■ AIM OF THE TASK
Rewrite the items from the start through the line containing "[[256, 367]]" as a two-column CSV with the columns "prompt" and "points". Each item gets one row, with each field quoted, line breaks replaced by spaces, and the pictures left out.

Items from a point annotation set:
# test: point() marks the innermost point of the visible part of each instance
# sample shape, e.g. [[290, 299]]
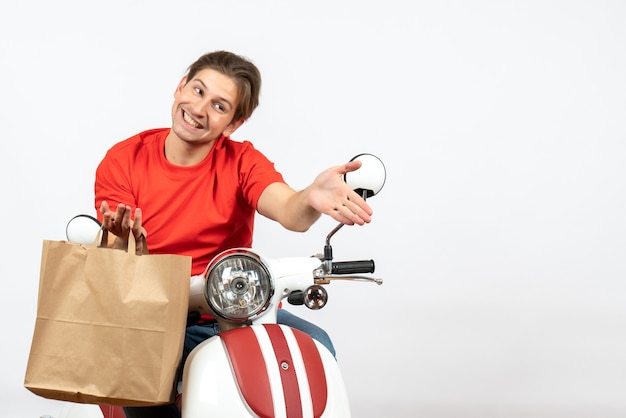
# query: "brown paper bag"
[[110, 325]]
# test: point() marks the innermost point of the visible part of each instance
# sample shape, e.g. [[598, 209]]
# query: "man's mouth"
[[191, 121]]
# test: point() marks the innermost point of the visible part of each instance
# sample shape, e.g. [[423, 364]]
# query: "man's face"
[[204, 107]]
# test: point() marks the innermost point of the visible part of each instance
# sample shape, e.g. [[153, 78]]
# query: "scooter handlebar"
[[352, 267]]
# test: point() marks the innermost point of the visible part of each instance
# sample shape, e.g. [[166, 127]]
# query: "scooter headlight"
[[238, 285]]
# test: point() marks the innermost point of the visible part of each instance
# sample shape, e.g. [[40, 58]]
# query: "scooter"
[[256, 367]]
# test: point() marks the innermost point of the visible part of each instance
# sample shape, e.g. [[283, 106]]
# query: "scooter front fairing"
[[266, 370]]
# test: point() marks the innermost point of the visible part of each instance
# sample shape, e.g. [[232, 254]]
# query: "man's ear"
[[234, 125]]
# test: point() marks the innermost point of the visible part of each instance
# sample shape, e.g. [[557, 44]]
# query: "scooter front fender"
[[265, 370]]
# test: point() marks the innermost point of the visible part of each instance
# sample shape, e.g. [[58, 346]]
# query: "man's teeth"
[[190, 121]]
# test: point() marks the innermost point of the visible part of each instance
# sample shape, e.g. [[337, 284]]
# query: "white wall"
[[500, 232]]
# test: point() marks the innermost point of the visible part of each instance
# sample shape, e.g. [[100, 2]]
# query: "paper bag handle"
[[102, 238]]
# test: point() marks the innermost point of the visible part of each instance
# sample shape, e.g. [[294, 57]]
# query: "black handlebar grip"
[[352, 267]]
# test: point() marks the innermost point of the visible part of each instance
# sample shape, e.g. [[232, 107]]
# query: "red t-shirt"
[[196, 211]]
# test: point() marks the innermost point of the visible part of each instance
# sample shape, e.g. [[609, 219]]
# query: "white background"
[[500, 233]]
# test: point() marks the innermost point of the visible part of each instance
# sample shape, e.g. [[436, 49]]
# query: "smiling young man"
[[192, 190]]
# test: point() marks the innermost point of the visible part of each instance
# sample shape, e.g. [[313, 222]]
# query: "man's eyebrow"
[[223, 99]]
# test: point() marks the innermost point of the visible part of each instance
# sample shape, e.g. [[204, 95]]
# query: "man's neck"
[[185, 154]]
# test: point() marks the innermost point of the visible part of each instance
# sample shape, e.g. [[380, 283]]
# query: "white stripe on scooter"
[[303, 379], [276, 384], [273, 372]]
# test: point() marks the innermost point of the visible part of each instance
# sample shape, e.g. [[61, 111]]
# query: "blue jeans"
[[195, 334]]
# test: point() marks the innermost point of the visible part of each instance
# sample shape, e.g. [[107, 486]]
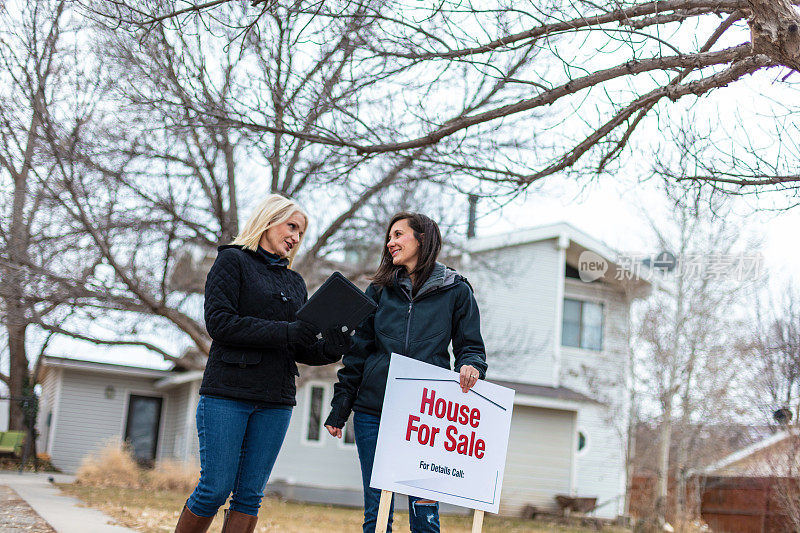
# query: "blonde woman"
[[248, 388]]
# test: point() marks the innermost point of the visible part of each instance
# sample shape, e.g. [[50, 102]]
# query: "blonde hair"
[[273, 210]]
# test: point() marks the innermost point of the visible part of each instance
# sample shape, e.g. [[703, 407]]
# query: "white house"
[[560, 342]]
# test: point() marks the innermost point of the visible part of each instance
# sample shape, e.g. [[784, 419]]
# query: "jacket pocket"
[[237, 369], [241, 359], [288, 385]]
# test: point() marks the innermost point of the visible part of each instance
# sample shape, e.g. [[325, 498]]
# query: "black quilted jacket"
[[250, 298]]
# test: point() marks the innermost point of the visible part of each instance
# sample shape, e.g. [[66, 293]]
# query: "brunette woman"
[[423, 306], [248, 387]]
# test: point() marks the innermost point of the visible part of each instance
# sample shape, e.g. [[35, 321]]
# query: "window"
[[314, 428], [141, 427], [582, 442], [582, 325]]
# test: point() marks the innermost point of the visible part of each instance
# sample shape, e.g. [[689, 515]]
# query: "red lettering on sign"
[[411, 426], [463, 415], [441, 408], [427, 401], [451, 433], [474, 418], [480, 446]]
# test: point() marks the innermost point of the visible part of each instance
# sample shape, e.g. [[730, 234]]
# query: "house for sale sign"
[[438, 442]]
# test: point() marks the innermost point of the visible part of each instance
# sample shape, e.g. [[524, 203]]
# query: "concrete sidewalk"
[[61, 512]]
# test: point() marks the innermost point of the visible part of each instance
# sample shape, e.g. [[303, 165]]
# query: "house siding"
[[517, 295], [174, 416], [539, 459], [87, 419], [329, 463], [603, 376], [47, 407]]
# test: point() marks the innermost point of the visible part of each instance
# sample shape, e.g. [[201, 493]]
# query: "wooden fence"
[[732, 504]]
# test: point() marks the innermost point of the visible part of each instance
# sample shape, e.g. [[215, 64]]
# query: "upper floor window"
[[583, 324]]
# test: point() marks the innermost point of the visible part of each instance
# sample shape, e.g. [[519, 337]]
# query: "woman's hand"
[[301, 332], [468, 377]]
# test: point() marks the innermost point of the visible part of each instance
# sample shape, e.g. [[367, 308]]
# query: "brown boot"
[[236, 522], [191, 523]]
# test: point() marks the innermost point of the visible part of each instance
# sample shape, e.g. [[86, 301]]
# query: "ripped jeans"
[[422, 514]]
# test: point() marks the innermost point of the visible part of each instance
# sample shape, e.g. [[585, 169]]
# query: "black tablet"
[[337, 302]]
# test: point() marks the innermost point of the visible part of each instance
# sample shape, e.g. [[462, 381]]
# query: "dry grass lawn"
[[157, 511]]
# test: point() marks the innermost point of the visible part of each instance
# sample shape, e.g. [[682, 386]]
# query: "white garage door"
[[539, 461]]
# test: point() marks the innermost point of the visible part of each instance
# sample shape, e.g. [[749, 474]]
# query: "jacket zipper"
[[410, 307], [408, 326]]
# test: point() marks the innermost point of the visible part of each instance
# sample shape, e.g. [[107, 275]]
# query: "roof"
[[753, 459], [543, 391], [101, 368], [575, 242]]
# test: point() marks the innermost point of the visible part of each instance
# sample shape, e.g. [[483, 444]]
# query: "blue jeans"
[[423, 515], [239, 443]]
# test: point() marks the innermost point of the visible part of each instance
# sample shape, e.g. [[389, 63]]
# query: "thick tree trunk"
[[662, 473], [775, 31]]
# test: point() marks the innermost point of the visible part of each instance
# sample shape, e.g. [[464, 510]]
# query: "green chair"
[[11, 442]]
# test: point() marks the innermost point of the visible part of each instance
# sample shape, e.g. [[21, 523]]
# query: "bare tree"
[[165, 159], [32, 64], [685, 361], [602, 70]]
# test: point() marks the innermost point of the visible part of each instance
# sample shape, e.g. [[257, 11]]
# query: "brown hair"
[[430, 244]]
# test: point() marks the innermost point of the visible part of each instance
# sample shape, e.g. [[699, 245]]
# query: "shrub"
[[114, 466], [110, 466], [172, 475]]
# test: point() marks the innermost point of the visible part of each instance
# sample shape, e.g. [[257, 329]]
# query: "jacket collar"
[[441, 276], [261, 254]]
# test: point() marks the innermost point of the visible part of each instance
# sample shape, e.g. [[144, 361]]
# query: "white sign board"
[[438, 442]]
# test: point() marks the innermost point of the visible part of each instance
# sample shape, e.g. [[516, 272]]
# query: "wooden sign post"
[[440, 443], [386, 503]]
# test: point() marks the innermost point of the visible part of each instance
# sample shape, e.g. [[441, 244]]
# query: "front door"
[[141, 429]]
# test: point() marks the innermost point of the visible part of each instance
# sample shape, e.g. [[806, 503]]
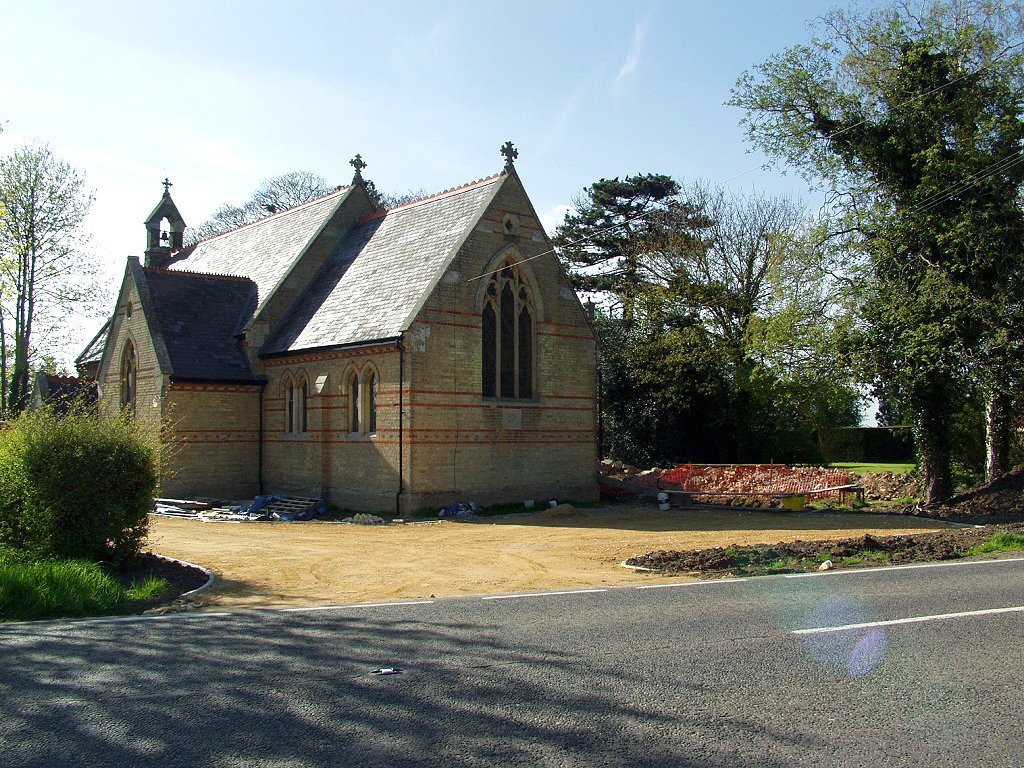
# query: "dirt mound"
[[998, 501], [889, 486], [800, 556]]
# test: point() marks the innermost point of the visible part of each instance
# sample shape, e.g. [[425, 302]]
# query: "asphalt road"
[[709, 675]]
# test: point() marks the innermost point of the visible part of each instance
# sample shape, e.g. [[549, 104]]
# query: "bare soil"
[[305, 563], [997, 502], [802, 556]]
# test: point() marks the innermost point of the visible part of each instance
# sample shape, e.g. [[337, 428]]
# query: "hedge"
[[866, 444], [75, 485]]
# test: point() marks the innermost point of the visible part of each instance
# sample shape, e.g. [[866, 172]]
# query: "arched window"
[[129, 378], [507, 334], [290, 407], [370, 401], [301, 423], [353, 402]]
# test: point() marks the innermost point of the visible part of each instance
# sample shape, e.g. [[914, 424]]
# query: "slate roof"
[[265, 250], [383, 270], [94, 351], [199, 316]]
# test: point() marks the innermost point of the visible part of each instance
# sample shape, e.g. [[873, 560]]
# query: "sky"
[[219, 96]]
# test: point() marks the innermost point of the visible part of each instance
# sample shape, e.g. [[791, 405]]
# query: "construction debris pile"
[[262, 508], [460, 511], [889, 486], [737, 484]]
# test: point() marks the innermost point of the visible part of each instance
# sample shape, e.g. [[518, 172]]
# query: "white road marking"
[[688, 584], [911, 620], [852, 571], [540, 594], [159, 617], [357, 605]]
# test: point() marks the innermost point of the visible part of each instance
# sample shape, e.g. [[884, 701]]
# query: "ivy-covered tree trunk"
[[998, 417], [933, 433]]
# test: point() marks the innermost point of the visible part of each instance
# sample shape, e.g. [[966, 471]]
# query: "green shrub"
[[75, 485]]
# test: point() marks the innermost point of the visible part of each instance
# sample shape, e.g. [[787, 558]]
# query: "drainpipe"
[[259, 444], [401, 451]]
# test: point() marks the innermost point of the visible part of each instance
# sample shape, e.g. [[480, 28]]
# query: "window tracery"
[[508, 336]]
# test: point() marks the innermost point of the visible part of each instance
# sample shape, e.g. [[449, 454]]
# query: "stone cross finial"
[[510, 154], [358, 165]]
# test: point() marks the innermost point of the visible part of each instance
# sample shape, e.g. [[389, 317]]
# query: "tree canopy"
[[44, 270], [913, 119]]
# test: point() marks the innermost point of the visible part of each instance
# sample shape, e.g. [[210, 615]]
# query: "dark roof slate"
[[382, 271], [199, 317], [264, 250], [94, 351]]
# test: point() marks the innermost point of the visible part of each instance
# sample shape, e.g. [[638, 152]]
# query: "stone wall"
[[354, 469], [211, 441], [129, 326], [467, 448]]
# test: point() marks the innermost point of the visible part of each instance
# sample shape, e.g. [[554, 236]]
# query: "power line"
[[645, 214]]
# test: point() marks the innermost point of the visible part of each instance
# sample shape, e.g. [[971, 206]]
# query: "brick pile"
[[747, 479]]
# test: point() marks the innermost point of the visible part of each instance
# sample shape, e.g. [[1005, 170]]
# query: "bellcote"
[[160, 243]]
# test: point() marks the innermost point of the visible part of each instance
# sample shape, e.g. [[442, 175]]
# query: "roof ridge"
[[336, 190], [431, 198], [188, 272]]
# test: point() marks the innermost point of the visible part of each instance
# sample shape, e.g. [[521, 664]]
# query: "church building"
[[383, 359]]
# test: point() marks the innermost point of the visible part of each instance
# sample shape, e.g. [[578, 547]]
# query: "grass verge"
[[32, 590], [1001, 541]]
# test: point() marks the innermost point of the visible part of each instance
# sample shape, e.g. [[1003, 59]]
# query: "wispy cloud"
[[552, 218], [556, 129], [633, 57]]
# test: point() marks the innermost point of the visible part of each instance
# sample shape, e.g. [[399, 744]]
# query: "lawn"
[[57, 589], [899, 469]]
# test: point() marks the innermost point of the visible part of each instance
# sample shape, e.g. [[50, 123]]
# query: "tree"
[[913, 118], [600, 243], [280, 194], [273, 195], [387, 200], [43, 205], [751, 268]]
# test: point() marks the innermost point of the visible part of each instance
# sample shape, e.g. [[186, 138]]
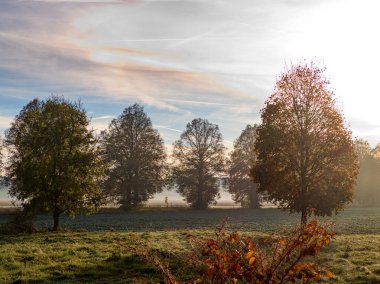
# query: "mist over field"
[[189, 141]]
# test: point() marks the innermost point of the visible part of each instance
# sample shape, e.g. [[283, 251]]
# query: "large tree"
[[136, 155], [367, 191], [243, 156], [199, 163], [306, 159], [54, 161]]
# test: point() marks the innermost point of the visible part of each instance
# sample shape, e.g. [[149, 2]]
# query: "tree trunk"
[[253, 198], [56, 214]]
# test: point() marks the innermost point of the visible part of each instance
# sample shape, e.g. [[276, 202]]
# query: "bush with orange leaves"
[[279, 259], [229, 259]]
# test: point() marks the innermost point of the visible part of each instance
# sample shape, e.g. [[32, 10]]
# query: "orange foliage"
[[229, 259]]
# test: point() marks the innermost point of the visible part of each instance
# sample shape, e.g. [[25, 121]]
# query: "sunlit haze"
[[184, 59]]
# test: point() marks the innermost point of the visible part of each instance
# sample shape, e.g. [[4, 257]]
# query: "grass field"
[[104, 248]]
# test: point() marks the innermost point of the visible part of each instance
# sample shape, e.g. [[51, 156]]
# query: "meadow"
[[106, 247]]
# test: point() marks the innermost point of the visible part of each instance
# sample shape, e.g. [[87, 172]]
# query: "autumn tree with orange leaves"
[[306, 160]]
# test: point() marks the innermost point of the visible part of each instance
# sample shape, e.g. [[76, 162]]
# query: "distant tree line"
[[301, 157], [367, 191]]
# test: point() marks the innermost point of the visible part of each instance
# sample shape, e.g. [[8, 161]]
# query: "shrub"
[[285, 258]]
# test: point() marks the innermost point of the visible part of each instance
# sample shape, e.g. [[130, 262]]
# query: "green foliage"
[[238, 182], [306, 159], [136, 157], [198, 163], [54, 162]]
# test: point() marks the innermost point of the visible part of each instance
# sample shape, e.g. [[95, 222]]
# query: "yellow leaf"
[[329, 274], [251, 260], [249, 254]]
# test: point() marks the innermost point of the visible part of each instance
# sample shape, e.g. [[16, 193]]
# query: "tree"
[[306, 157], [198, 163], [239, 183], [367, 191], [136, 154], [54, 163]]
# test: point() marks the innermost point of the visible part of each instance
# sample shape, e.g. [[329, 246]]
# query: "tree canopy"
[[243, 156], [136, 157], [306, 157], [198, 163], [54, 161]]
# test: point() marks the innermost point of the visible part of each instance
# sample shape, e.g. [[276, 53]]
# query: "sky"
[[215, 59]]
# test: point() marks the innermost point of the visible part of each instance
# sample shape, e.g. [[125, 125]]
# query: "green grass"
[[106, 248], [113, 257]]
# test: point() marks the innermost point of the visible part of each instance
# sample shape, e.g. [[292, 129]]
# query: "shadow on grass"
[[115, 269]]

■ SOLUTION TO THE PROBLEM
prompt,points
"# test: point() marks the innermost point of the visible part of each instance # sample shape, e.g. [[290, 299]] # query: ""brown paper bag""","[[110, 325]]"
"# test: point() marks the innermost point of the visible part of each instance # sample shape, e.g. [[598, 209]] # query: ""man's mouth""","[[191, 121]]"
"# test: point() marks the innermost point of the visible part of each instance # sample shape, e.g. [[423, 364]] # query: ""man's face""","[[204, 107]]"
"# test: point() marks the innermost point of the visible part of each instance # sample shape, e.g. [[153, 78]] # query: ""scooter handlebar""","[[352, 267]]"
"# test: point() marks the innermost point of the visible part of each instance # sample shape, e.g. [[166, 127]] # query: ""scooter headlight""","[[238, 285]]"
"# test: point() marks the innermost point of the visible part of each instance # sample shape, e.g. [[40, 58]] # query: ""scooter""","[[256, 367]]"